REQUIREMENT -
What follows is a listing to be transcribed exactly.

** START PROVIDED RECORDS **

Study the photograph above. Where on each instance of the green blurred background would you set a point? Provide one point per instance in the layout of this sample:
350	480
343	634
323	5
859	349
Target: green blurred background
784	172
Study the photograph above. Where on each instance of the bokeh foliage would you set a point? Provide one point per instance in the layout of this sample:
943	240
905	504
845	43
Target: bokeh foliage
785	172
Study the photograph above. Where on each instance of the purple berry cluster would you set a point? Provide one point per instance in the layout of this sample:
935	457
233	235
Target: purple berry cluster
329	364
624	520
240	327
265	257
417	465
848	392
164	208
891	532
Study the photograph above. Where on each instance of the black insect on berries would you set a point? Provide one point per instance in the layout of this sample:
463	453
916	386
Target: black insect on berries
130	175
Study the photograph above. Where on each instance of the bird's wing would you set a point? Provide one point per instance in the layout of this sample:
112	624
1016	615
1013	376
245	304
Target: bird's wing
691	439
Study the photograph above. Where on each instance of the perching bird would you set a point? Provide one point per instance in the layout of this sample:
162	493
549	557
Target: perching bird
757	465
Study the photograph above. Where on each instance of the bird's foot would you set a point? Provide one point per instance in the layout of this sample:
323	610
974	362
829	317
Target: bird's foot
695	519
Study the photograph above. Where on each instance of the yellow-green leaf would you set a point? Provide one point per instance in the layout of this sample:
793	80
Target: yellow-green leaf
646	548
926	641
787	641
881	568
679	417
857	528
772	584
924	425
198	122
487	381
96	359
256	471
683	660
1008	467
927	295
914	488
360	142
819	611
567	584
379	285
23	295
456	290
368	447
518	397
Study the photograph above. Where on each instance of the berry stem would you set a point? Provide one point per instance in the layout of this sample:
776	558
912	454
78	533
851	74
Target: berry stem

** END PROVIDED RECORDS **

CORRECT RESPONSE -
Study the photograph above. Where on each instance of the green blurred background would you set a point? Provide one point per instance in the layout of this sample:
350	480
343	634
323	5
859	349
Target: green blurred background
784	172
Study the photograph above. Where on each instance of the bokeh foliage would you set a point? Provide one point per instance in the layout of this sample:
943	240
905	504
845	43
Target: bokeh foliage
785	172
Study the photograph above. Where on each instance of the purple berry cluster would you set a point? Provide one point per instance in the layout of this sample:
935	457
233	235
Target: purple berry cluster
329	364
624	520
240	327
265	257
417	465
848	392
164	208
891	532
Study the photograph above. Where on each instance of the black insect on berries would you set a point? Provide one point per instance in the layout of this sample:
463	453
916	386
Target: black insect on berries
130	175
Study the photograph above. Where on each instance of the bird's wing would you set a point? Provide one point per instance in the layout of this sample:
112	624
1016	615
1013	376
245	304
Target: bird's wing
691	439
Study the photograph above. Where on each instance of the perching bird would you set a point? Provide one point per instance in the layout of this sample:
162	493
549	557
Target: perching bird
757	465
Study the photograph above. Where on each instance of the bird's foot would you set a point? Provide one point per instance in the layout of this sample:
323	610
974	362
829	317
Target: bird's foot
695	519
Study the photograph above. Where on each instance of the yellow-green leaf would you set a point? Provide one point per instance in the layout of this sample:
793	80
Target: yellow-green leaf
646	548
926	641
787	641
881	568
679	417
857	528
772	584
924	425
198	122
487	381
96	359
256	471
683	660
1008	467
927	295
914	488
360	142
819	611
567	584
379	285
23	295
456	290
368	447
518	397
Study the photograph above. Where on each instance of the berry stem would you set a point? Provide one point per instance in the layout of this sample:
776	558
912	454
78	533
851	74
Target: berry stem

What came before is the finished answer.